• **Supplied information**:

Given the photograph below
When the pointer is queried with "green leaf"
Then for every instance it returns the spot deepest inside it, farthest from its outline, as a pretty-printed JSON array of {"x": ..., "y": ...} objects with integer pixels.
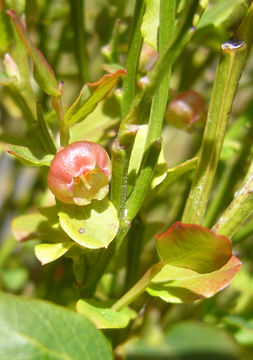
[
  {"x": 36, "y": 226},
  {"x": 175, "y": 284},
  {"x": 220, "y": 13},
  {"x": 43, "y": 73},
  {"x": 150, "y": 23},
  {"x": 92, "y": 226},
  {"x": 218, "y": 22},
  {"x": 90, "y": 95},
  {"x": 102, "y": 316},
  {"x": 7, "y": 80},
  {"x": 174, "y": 173},
  {"x": 193, "y": 247},
  {"x": 137, "y": 156},
  {"x": 47, "y": 253},
  {"x": 34, "y": 329},
  {"x": 30, "y": 156},
  {"x": 188, "y": 340},
  {"x": 244, "y": 328},
  {"x": 97, "y": 125}
]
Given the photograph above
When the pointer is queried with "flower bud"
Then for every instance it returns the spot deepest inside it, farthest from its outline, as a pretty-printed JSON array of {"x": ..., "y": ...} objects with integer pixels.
[
  {"x": 80, "y": 173},
  {"x": 187, "y": 111}
]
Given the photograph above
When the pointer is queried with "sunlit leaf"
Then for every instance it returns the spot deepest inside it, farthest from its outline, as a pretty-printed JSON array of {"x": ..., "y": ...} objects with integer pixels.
[
  {"x": 43, "y": 72},
  {"x": 193, "y": 247},
  {"x": 92, "y": 226},
  {"x": 102, "y": 316},
  {"x": 34, "y": 329},
  {"x": 187, "y": 340},
  {"x": 97, "y": 125},
  {"x": 29, "y": 156},
  {"x": 175, "y": 284},
  {"x": 150, "y": 23},
  {"x": 90, "y": 95},
  {"x": 47, "y": 253},
  {"x": 36, "y": 226}
]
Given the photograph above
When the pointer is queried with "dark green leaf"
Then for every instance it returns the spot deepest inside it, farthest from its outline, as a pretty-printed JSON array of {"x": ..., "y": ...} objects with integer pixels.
[{"x": 39, "y": 330}]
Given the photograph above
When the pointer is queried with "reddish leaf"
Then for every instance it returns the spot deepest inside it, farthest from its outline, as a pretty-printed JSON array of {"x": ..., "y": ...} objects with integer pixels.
[
  {"x": 193, "y": 247},
  {"x": 175, "y": 284}
]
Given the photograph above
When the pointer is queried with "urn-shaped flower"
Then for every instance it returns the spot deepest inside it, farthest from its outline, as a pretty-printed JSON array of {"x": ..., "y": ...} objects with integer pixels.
[{"x": 80, "y": 173}]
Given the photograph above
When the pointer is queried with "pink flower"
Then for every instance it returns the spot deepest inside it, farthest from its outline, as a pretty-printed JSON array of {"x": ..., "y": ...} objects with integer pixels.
[{"x": 80, "y": 173}]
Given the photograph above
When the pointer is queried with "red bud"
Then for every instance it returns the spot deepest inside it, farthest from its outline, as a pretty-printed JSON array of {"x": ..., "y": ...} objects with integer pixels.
[
  {"x": 187, "y": 111},
  {"x": 80, "y": 173}
]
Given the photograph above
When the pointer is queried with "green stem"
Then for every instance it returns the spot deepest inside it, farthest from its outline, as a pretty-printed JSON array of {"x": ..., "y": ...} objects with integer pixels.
[
  {"x": 143, "y": 181},
  {"x": 43, "y": 130},
  {"x": 158, "y": 107},
  {"x": 133, "y": 55},
  {"x": 77, "y": 17},
  {"x": 134, "y": 247},
  {"x": 228, "y": 180},
  {"x": 172, "y": 175},
  {"x": 243, "y": 232},
  {"x": 231, "y": 63},
  {"x": 237, "y": 212},
  {"x": 138, "y": 288}
]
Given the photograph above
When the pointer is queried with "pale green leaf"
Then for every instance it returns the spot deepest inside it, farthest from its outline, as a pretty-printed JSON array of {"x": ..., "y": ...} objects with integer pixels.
[
  {"x": 43, "y": 73},
  {"x": 150, "y": 23},
  {"x": 90, "y": 95},
  {"x": 92, "y": 226},
  {"x": 102, "y": 316},
  {"x": 36, "y": 226},
  {"x": 47, "y": 253},
  {"x": 136, "y": 158},
  {"x": 32, "y": 157}
]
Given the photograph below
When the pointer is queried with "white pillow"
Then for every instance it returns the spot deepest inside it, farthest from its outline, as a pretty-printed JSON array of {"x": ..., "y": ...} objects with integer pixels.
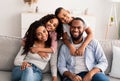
[{"x": 115, "y": 70}]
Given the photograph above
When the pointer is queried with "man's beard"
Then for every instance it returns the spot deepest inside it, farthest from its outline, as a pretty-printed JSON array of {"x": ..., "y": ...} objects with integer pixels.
[{"x": 76, "y": 38}]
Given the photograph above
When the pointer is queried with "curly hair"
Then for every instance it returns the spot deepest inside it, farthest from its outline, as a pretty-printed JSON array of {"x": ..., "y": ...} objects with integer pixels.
[
  {"x": 30, "y": 37},
  {"x": 59, "y": 29}
]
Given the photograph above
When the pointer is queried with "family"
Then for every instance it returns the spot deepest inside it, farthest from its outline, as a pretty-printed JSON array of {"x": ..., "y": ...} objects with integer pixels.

• **Assignment**: Return the lines above that include the string "flower".

• **Written answer**:
When the pointer is queried with "flower bud"
When the pointer is queried with "urn-shaped flower"
When the pointer is queried with "pink flower"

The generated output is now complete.